Supplied entries
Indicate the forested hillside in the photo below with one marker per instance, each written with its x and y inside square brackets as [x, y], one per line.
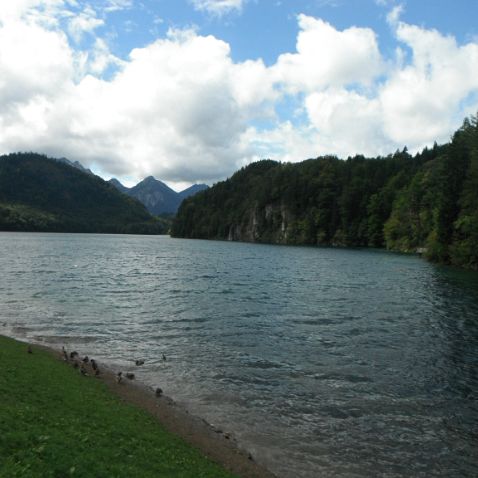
[428, 202]
[42, 194]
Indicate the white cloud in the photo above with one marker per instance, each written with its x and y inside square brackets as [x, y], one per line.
[422, 101]
[84, 22]
[218, 7]
[181, 109]
[394, 15]
[328, 57]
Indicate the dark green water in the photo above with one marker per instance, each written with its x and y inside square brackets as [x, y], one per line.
[322, 362]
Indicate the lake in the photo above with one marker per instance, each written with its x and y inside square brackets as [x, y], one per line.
[321, 362]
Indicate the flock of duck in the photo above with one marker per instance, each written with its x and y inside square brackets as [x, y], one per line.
[87, 366]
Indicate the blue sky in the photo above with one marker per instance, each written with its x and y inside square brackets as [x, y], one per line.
[190, 90]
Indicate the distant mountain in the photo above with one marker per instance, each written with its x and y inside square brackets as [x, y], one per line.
[425, 203]
[157, 196]
[75, 164]
[118, 185]
[43, 194]
[194, 189]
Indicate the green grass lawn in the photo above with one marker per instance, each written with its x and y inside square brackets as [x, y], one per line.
[56, 423]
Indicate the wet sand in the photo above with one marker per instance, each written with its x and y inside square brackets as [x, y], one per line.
[216, 444]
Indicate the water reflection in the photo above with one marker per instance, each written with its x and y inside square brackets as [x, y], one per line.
[322, 361]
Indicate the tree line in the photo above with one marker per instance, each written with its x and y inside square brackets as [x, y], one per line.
[427, 202]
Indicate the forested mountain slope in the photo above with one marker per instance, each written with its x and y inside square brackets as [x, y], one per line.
[42, 194]
[427, 202]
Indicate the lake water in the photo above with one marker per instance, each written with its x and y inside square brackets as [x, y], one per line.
[322, 362]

Task to complete
Exactly reproduce the lines beginning with the one that contains "Indicate the tree" and ending with the last line of the material, both included. Leave out everything else.

Solution to this task
Indicate the tree line in the photo above with one marker per instance, each written with its x and y inside square brackets as [x, y], one per line.
[427, 202]
Indicate the forested mountain slope in the photo above with one marker per instance, each written with its x and y inside square brackets as [x, y], one per line.
[42, 194]
[427, 202]
Indicate the lake water in the photo above with one marker per instance, each written with its x and y inside square brackets as [x, y], one per line.
[322, 362]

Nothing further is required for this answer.